* [Exercise] Select every line below that contains the word "true" and copy it out.

* [Records for the exercise]
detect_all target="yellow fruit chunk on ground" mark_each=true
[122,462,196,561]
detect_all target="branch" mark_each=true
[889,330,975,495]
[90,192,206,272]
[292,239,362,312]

* [Output]
detect_all target="yellow fruit chunk on ground" mark_each=true
detect_all target="branch" mark_each=true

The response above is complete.